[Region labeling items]

━━━━━━━━

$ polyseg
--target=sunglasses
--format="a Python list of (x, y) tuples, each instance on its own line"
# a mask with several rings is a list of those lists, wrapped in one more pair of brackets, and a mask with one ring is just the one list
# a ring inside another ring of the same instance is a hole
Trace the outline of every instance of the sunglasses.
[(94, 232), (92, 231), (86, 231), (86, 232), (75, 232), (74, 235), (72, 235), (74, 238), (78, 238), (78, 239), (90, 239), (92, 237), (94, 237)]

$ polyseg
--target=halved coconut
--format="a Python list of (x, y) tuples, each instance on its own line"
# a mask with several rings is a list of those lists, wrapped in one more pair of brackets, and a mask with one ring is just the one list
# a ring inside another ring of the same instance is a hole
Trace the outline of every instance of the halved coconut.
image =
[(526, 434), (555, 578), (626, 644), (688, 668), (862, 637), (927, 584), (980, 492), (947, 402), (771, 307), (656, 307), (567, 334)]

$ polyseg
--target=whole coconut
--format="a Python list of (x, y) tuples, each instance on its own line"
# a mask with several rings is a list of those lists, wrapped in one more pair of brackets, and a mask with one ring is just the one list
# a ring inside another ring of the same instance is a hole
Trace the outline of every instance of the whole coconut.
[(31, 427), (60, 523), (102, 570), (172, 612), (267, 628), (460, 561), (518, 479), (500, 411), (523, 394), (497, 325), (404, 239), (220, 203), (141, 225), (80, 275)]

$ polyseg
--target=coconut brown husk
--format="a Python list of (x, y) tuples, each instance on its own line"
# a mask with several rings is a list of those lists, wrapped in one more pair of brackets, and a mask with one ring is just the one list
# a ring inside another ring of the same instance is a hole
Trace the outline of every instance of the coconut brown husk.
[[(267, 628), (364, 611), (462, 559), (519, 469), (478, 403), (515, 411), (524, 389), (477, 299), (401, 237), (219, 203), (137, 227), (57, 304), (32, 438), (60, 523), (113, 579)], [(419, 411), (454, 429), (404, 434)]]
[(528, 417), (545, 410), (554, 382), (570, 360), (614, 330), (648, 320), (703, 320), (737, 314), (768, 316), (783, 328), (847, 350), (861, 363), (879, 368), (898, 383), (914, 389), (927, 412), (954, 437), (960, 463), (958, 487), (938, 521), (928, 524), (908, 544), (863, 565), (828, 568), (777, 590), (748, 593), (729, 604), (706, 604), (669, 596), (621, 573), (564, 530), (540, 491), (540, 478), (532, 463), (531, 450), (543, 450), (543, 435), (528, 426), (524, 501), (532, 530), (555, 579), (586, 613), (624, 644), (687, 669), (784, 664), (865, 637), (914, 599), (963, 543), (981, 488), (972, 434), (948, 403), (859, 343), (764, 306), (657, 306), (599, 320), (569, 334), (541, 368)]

━━━━━━━━

● **Exercise task**: Lay out the data from its first line through the line that contains "225), (80, 275)]" as a JSON list of strings, one string per line, leaving out blank lines.

● **The output**:
[
  "$ polyseg",
  "--target=sunglasses",
  "--format=\"a Python list of (x, y) tuples, each instance on its own line\"",
  "# a mask with several rings is a list of those lists, wrapped in one more pair of brackets, and a mask with one ring is just the one list",
  "# a ring inside another ring of the same instance is a hole",
  "Trace the outline of every instance of the sunglasses.",
  "[(94, 232), (92, 231), (86, 231), (86, 232), (75, 232), (74, 235), (72, 235), (74, 238), (78, 238), (78, 239), (90, 239), (92, 237), (94, 237)]",
  "$ polyseg",
  "--target=halved coconut",
  "--format=\"a Python list of (x, y) tuples, each instance on its own line\"",
  "# a mask with several rings is a list of those lists, wrapped in one more pair of brackets, and a mask with one ring is just the one list",
  "# a ring inside another ring of the same instance is a hole",
  "Trace the outline of every instance of the halved coconut.",
  "image =",
  "[(526, 434), (555, 578), (626, 644), (688, 668), (862, 637), (927, 584), (980, 492), (947, 402), (771, 307), (656, 307), (567, 334)]",
  "$ polyseg",
  "--target=whole coconut",
  "--format=\"a Python list of (x, y) tuples, each instance on its own line\"",
  "# a mask with several rings is a list of those lists, wrapped in one more pair of brackets, and a mask with one ring is just the one list",
  "# a ring inside another ring of the same instance is a hole",
  "Trace the outline of every instance of the whole coconut.",
  "[(31, 427), (60, 523), (102, 570), (172, 612), (267, 628), (460, 561), (518, 479), (500, 411), (523, 394), (497, 325), (404, 239), (220, 203), (141, 225), (80, 275)]"
]